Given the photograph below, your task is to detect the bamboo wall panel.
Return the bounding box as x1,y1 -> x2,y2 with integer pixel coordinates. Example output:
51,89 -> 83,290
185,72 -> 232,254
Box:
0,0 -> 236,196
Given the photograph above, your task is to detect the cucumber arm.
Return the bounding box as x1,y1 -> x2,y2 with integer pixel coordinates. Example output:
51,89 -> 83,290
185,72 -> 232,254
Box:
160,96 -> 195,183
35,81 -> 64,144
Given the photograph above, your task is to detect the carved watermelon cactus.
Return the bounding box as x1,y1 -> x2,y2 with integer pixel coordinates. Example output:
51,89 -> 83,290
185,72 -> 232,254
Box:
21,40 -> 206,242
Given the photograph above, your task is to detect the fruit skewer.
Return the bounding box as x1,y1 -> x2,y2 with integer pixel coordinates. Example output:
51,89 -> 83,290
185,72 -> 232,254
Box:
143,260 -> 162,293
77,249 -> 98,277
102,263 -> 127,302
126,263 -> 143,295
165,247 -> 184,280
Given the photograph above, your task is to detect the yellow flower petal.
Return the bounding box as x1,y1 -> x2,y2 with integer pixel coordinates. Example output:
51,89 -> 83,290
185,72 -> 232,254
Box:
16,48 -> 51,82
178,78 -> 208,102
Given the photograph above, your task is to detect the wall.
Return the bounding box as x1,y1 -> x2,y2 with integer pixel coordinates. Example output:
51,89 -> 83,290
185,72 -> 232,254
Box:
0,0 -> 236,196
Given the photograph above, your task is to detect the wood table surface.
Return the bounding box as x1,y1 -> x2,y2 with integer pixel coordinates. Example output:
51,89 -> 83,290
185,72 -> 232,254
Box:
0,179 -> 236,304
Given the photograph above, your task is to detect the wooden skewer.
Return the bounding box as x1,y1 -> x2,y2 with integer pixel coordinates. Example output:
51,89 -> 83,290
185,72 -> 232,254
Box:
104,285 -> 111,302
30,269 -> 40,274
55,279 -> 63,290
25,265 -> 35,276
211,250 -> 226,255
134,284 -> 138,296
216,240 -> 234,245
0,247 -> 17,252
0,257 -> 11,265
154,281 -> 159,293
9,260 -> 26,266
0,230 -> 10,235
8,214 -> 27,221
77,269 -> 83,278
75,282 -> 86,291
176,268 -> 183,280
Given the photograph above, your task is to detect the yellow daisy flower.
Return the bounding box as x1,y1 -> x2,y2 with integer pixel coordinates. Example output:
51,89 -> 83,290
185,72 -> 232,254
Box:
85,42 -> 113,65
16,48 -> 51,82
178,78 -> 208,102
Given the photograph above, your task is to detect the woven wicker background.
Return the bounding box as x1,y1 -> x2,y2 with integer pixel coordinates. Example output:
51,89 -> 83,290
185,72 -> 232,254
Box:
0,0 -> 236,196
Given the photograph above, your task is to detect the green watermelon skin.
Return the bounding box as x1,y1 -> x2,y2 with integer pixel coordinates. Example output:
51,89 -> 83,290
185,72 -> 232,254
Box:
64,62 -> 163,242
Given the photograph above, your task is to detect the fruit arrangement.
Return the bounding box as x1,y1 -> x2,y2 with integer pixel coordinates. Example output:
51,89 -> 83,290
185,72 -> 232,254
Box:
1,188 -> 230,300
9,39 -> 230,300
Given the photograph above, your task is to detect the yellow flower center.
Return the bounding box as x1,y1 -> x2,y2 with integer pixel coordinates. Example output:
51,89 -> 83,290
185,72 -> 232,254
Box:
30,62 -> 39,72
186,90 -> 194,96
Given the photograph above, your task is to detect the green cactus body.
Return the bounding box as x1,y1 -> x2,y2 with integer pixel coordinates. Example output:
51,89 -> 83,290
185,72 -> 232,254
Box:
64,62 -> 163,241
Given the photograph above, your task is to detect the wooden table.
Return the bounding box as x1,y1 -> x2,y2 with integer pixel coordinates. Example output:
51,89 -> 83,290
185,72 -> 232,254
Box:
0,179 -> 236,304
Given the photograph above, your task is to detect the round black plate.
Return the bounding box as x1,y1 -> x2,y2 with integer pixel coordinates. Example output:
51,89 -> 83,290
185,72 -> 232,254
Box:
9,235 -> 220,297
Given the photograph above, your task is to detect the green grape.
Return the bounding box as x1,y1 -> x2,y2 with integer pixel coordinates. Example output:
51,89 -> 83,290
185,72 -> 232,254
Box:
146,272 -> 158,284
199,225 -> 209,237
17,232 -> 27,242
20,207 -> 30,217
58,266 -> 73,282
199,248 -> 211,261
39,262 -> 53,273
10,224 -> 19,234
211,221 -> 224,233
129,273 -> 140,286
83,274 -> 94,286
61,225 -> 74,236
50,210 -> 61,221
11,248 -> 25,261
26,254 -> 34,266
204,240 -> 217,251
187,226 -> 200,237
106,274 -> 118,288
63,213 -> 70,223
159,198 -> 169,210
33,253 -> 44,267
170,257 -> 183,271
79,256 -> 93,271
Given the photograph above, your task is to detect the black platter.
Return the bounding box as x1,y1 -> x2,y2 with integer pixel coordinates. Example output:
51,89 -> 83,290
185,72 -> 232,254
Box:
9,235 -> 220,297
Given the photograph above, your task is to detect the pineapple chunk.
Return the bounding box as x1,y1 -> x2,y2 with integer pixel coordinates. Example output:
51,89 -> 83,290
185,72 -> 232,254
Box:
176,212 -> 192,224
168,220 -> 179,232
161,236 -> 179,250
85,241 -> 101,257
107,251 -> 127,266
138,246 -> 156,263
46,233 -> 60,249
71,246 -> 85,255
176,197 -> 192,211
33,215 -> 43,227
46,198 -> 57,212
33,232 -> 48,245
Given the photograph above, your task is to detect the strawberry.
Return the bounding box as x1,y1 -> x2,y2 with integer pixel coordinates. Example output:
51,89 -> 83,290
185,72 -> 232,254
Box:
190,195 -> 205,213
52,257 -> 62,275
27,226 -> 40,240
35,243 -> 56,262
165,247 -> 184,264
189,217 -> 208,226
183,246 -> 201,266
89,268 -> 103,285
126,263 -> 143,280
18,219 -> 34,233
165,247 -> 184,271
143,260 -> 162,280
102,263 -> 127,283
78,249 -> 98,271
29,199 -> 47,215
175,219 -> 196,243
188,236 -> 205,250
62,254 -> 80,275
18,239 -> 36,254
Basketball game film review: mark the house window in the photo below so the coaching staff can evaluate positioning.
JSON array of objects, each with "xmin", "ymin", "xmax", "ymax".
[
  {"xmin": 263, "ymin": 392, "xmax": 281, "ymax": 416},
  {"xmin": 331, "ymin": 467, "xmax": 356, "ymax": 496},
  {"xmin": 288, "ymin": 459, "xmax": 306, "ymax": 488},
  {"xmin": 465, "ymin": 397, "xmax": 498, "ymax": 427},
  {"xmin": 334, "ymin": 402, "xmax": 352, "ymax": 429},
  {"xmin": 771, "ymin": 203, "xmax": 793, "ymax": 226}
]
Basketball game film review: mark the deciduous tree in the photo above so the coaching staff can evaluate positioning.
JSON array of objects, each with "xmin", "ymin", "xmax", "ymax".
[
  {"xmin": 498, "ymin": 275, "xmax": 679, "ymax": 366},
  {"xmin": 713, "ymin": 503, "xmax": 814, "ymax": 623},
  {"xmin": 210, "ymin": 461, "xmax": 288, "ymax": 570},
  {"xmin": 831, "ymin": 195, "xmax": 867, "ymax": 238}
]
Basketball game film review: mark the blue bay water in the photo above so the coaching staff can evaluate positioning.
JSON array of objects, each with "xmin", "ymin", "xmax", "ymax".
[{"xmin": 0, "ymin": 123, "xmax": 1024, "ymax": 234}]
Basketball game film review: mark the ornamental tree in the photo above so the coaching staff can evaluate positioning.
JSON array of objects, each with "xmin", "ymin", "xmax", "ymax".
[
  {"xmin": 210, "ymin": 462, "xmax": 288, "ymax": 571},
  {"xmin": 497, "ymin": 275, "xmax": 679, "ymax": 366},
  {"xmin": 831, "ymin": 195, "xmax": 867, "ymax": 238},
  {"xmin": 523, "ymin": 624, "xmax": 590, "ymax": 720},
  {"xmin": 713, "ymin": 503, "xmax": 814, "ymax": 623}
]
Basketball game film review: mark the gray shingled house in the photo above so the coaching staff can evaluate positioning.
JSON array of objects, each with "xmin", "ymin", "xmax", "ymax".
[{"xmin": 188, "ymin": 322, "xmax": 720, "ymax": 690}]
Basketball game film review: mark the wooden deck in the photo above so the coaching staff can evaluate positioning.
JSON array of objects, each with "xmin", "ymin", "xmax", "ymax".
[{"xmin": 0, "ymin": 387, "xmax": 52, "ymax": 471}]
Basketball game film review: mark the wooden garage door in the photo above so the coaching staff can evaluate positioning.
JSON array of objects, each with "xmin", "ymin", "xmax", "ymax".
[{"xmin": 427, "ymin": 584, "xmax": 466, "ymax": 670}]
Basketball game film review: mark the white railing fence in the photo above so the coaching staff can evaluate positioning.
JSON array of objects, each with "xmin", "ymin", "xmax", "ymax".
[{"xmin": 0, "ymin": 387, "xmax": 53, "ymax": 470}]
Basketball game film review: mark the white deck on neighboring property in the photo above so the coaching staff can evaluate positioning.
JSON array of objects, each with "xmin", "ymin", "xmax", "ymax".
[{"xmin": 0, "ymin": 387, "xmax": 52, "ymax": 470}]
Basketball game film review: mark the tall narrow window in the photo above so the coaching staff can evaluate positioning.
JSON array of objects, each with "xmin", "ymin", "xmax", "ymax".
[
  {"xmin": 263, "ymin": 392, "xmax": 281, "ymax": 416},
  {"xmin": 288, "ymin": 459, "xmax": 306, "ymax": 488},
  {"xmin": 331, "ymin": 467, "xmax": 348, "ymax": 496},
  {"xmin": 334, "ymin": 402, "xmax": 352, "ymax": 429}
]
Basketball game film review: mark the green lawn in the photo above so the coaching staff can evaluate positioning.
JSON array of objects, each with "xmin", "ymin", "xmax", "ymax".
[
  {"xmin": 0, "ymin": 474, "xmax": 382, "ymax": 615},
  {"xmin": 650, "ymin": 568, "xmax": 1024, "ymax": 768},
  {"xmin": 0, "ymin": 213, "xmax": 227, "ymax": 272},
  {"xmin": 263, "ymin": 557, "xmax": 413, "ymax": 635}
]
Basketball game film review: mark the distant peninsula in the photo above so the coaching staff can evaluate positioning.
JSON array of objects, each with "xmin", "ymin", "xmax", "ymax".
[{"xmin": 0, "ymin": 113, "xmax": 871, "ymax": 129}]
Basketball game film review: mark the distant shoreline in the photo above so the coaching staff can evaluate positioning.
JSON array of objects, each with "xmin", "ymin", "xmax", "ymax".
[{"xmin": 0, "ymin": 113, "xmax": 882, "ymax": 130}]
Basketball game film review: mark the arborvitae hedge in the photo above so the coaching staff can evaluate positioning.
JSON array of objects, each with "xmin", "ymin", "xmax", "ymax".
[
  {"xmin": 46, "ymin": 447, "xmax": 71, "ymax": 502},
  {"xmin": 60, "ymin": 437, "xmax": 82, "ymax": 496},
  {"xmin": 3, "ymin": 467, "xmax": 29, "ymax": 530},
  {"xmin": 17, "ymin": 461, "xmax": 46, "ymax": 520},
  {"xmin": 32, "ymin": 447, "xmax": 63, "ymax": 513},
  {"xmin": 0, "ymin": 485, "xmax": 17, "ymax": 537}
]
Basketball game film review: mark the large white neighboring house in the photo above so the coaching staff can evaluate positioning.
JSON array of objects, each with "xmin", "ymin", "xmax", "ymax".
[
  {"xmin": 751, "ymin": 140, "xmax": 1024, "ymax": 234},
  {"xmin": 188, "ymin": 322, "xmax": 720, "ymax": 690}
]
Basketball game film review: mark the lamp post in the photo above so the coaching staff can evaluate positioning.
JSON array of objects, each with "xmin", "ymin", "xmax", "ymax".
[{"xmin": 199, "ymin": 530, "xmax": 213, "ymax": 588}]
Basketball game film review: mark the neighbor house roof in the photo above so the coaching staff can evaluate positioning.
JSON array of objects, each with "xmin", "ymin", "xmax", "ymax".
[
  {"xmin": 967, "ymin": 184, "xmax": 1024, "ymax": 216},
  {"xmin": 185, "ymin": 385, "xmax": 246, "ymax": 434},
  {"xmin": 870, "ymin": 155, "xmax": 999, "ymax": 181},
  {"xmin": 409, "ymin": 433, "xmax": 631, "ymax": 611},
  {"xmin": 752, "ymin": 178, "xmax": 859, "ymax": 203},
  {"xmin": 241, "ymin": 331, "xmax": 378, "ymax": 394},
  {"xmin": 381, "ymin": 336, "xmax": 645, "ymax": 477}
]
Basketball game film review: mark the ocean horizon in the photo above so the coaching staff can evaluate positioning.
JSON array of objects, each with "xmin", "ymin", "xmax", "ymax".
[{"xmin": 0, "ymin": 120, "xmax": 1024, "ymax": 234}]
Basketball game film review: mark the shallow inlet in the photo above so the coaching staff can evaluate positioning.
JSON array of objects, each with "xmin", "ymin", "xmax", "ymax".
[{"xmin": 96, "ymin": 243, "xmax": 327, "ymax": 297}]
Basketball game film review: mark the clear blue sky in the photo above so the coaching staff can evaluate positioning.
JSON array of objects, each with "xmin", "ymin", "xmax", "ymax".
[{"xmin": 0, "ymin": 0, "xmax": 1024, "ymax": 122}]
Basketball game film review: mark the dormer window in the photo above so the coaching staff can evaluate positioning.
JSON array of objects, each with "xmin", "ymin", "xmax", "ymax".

**TASK TO COMPLETE**
Lay out the rows above as a JSON list of strings, one string per line and blank lines omitted, covering the stretch from the line that contains "the wooden skewer." through the line that contains "176,268 -> 183,280".

**OUTPUT OF THE TASK**
[
  "Given the photograph above, your task is to detect the wooden skewer.",
  "Return the bounding box as x1,y1 -> x2,y2 with integer pixel coordinates. Example output:",
  "51,89 -> 83,290",
  "185,72 -> 232,254",
  "Box:",
  "104,285 -> 111,302",
  "30,269 -> 40,274",
  "55,279 -> 63,290",
  "25,265 -> 35,276",
  "211,250 -> 226,255",
  "134,284 -> 138,296",
  "216,240 -> 234,245",
  "0,247 -> 17,252",
  "0,257 -> 11,265",
  "154,281 -> 159,293",
  "9,260 -> 26,266",
  "0,230 -> 10,235",
  "8,214 -> 27,221",
  "77,269 -> 83,278",
  "75,282 -> 86,291",
  "176,268 -> 183,280"
]